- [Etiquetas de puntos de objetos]
□ □ □ □ □
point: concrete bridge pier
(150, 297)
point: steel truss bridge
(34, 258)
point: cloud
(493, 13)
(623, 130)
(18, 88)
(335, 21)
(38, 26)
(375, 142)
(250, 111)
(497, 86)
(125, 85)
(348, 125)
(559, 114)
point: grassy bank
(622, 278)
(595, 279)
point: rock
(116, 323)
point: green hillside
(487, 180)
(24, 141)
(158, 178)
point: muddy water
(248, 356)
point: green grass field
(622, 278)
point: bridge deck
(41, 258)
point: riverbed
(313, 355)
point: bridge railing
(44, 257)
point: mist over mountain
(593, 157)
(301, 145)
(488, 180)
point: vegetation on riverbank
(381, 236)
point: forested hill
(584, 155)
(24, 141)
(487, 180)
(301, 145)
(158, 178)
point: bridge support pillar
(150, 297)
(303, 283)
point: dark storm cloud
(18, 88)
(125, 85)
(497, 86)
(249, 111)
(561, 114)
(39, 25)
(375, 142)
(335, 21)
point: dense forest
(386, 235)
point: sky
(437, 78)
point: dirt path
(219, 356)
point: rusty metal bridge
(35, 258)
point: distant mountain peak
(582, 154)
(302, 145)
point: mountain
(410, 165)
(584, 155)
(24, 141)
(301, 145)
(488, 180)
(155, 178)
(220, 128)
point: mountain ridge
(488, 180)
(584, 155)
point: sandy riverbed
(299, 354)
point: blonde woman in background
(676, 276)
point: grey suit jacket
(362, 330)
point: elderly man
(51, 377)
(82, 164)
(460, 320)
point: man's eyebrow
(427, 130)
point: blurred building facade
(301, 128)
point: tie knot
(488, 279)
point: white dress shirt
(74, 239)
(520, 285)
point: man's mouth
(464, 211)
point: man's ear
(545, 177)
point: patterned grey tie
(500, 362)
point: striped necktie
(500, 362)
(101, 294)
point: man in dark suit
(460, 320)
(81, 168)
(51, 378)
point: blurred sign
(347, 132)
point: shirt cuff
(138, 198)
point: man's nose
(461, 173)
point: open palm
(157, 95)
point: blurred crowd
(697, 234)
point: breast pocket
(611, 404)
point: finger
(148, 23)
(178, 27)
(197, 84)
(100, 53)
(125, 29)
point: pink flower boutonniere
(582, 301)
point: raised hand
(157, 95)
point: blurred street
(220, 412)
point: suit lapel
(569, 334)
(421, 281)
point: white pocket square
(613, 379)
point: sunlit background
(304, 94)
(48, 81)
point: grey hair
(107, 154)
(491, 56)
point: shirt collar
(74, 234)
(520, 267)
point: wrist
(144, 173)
□ □ □ □ □
- [Tarea pendiente] Copia sin cambios la parte de los ítems que empieza en la línea que contiene "point: pink flower boutonniere" y termina al final de los ítems, incluidos ambos extremos.

- [Respuesta final]
point: pink flower boutonniere
(582, 301)
point: raised hand
(157, 95)
point: blurred street
(220, 412)
point: suit lapel
(569, 334)
(421, 281)
point: white pocket square
(613, 379)
point: sunlit background
(304, 94)
(48, 81)
point: grey hair
(107, 154)
(491, 56)
point: shirt collar
(74, 234)
(520, 267)
point: wrist
(144, 173)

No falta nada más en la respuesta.